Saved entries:
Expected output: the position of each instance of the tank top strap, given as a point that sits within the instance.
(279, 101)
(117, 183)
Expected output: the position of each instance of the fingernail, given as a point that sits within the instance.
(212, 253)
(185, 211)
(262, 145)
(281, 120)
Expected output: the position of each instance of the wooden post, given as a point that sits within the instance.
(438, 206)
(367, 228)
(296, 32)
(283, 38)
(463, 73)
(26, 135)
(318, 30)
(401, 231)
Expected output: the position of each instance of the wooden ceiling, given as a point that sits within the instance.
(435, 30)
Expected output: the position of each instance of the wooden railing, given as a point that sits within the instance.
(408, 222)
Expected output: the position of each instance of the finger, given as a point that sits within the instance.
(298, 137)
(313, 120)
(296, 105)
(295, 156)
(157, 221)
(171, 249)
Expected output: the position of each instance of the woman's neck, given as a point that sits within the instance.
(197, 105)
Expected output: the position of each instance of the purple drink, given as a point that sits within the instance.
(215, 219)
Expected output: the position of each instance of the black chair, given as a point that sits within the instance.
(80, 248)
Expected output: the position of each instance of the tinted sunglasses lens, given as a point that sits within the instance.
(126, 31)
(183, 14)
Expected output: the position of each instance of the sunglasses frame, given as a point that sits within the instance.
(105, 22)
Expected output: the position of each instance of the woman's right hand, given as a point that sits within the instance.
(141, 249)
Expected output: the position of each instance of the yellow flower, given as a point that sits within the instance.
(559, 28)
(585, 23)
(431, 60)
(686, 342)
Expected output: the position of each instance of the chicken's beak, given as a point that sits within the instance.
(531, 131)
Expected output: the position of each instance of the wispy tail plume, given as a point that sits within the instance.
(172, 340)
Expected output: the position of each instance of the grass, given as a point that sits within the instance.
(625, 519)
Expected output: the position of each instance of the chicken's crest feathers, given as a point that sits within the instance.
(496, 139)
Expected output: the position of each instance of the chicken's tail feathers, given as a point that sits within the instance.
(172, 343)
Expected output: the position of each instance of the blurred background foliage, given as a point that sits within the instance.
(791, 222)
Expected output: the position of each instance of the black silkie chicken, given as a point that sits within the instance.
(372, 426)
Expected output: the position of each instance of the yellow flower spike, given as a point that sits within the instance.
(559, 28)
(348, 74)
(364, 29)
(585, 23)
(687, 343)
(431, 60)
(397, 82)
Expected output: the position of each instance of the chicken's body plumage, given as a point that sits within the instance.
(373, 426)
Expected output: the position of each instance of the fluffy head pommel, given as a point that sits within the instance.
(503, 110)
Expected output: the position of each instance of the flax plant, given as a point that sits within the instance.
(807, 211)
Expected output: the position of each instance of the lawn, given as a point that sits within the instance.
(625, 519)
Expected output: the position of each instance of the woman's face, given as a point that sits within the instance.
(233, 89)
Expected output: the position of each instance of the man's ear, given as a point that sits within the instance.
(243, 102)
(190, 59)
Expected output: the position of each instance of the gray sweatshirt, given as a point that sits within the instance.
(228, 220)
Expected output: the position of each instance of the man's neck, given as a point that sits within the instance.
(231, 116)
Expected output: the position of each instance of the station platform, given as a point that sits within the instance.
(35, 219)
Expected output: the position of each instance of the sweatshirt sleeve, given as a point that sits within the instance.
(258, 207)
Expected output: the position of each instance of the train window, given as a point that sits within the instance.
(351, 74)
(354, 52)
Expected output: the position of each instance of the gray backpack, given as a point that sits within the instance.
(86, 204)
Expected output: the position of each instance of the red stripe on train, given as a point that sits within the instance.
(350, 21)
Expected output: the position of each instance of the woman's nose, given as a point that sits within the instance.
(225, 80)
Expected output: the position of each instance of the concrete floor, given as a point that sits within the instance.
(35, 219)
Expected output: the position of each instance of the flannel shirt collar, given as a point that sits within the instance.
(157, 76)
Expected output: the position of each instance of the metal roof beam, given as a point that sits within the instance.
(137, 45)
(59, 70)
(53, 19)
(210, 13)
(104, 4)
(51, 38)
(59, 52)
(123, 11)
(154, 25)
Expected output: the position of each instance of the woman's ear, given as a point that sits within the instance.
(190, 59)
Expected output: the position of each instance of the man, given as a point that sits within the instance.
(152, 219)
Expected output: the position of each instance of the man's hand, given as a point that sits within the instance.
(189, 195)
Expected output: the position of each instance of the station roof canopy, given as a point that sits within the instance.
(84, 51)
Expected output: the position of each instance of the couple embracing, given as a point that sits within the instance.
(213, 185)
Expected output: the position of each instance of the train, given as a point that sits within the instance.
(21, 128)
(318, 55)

** DIRECTIONS FOR THIS TASK **
Repeat all of the records, letter for letter.

** EXERCISE ANSWER **
Expected output: the position of each instance of the tank top strap, given as a point that sits within the instance.
(279, 101)
(117, 183)
Expected output: the position of each instance of the fingernail, given as a point that sits within the instance.
(212, 253)
(185, 211)
(262, 145)
(281, 120)
Expected output: the position of each instance of the wooden post, given as a point that sits within the instance.
(438, 206)
(367, 228)
(296, 32)
(283, 38)
(463, 73)
(26, 135)
(318, 30)
(401, 231)
Expected output: the position of each instance of the wooden ceiling, given as a point that sits within the instance.
(435, 30)
Expected output: the position of each instance of the wooden railing, given as a point that sits within the instance.
(408, 222)
Expected output: the position of each instance of the finger, given as a point that sits within the instance.
(298, 137)
(313, 120)
(296, 105)
(295, 156)
(157, 221)
(171, 249)
Expected output: the position of each instance of the woman's neck, given as a point that sits within the instance.
(197, 105)
Expected output: the position of each instance of the purple drink, given as a point that sits within the instance.
(215, 219)
Expected output: the position of each instance of the black chair, given as a point that sits within the instance.
(80, 248)
Expected output: the position of each instance of the tinted sunglasses lens, given as a point that sits within the instance.
(126, 31)
(183, 14)
Expected output: the position of each instance of the sunglasses frame, given as a point that sits within the instance.
(105, 22)
Expected output: the position of each instance of the woman's right hand, given as a point that sits within the instance.
(141, 249)
Expected output: the position of each instance of the yellow flower, given as a point that sits within the instance.
(559, 28)
(585, 23)
(431, 60)
(686, 342)
Expected output: the position of each instance of the chicken's beak, given as a point that sits within the instance.
(531, 131)
Expected output: the position of each instance of the wispy tail plume, given as a point that sits within the instance.
(172, 340)
Expected output: the position of each instance of the grass, given as a point that sits within the instance.
(625, 519)
Expected output: the position of each instance of the chicken's crest feathers, given as a point that sits within the instance.
(496, 139)
Expected output: the position of each instance of the chicken's tail feathers, given as a point that sits within the instance.
(172, 343)
Expected output: the position of each instance of the blurred background foliage, given as a point that sits within the instance.
(791, 222)
Expected output: the position of each instance of the black silkie chicken, given as a point that sits within the instance.
(372, 426)
Expected output: the position of each instance of the yellow flower spike, given as a point that sits within the instance.
(559, 28)
(348, 74)
(364, 29)
(585, 23)
(687, 343)
(431, 60)
(397, 82)
Expected output: the position of each instance of the chicken's body plumage, given as a point that sits within the instance.
(373, 426)
Expected output: the position of each instance of the fluffy head pommel, given as a point that sits within the instance.
(503, 110)
Expected output: the position of each instance of the flax plant, given as a point that sits within the instance.
(807, 211)
Expected output: the position of each instance of the lawn, given as a point that sits within the instance.
(625, 519)
Expected output: the position of each instance of the woman's face, given as a point that sits within the instance.
(233, 89)
Expected output: the position of each instance of the man's ear, given as a point that sits within the instance.
(243, 102)
(190, 59)
Expected output: the position of each instance of the gray sweatshirt, given as a point that sits within the instance.
(228, 220)
Expected output: the position of each instance of the man's neck, given as a point that sits within the instance.
(231, 116)
Expected output: the position of each instance of the station platform, given as a point that sits within the instance.
(35, 219)
Expected output: the position of each instance of the sweatshirt sleeve, given as a point that sits within the instance.
(258, 207)
Expected output: the position of each instance of the train window, given as a point that sits within the instance.
(351, 74)
(354, 52)
Expected output: the position of each instance of the gray backpack, given as a point that sits within the instance.
(86, 204)
Expected output: the position of each instance of the red stripe on train, given as a point that sits within the instance.
(350, 21)
Expected output: the position of each instance of the woman's nose, given as a point that sits within the instance.
(225, 80)
Expected output: the position of each instance of the concrete floor, given as a point that sits within the instance.
(35, 219)
Expected output: the position of each instance of the flannel shirt collar, given as a point that sits within the instance.
(157, 76)
Expected output: the position of each instance of the metal roof beam, given as a point that sits within the instance.
(137, 45)
(59, 70)
(53, 19)
(210, 13)
(104, 4)
(51, 38)
(59, 52)
(123, 11)
(154, 25)
Expected output: the position of each instance of the woman's ear, given as a point that sits within the instance.
(190, 59)
Expected output: the position of each instance of the man, given as a point that sits within the instance.
(152, 219)
Expected output: the position of each instance of the man's hand, given as a point that sits within the instance.
(189, 195)
Expected output: the position of each instance of the station roof canopy, given as a point that sits within the instance.
(84, 51)
Expected output: the position of each instance of the couple embracing, given as a point that sits within the instance.
(213, 185)
Expected output: the position of each instance of the train, given as a point that sits within the instance.
(21, 128)
(318, 55)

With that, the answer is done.